**GIVEN EXERCISE:**
Render every line of the items below as a Markdown table with the columns "Row" and "Entry": "Row" numbers each line and "Entry" holds the line. Skip blank lines and leave the pictures out.

## BEGIN

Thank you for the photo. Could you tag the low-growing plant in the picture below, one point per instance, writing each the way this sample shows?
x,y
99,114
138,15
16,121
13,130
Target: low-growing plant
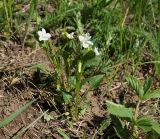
x,y
70,62
128,122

## END

**RESULT OF THIS TASK:**
| Row | Entry |
|---|---|
| 1 | Thank you for the photo. Could you tag the low-growing plant in the picture below, one point per instance, writing each the way this sample shows? |
| 2 | x,y |
| 3 | 99,114 |
| 4 | 138,15 |
| 5 | 16,121 |
| 6 | 13,130 |
| 7 | Target: low-growing plant |
| 8 | x,y |
| 9 | 70,62 |
| 10 | 128,122 |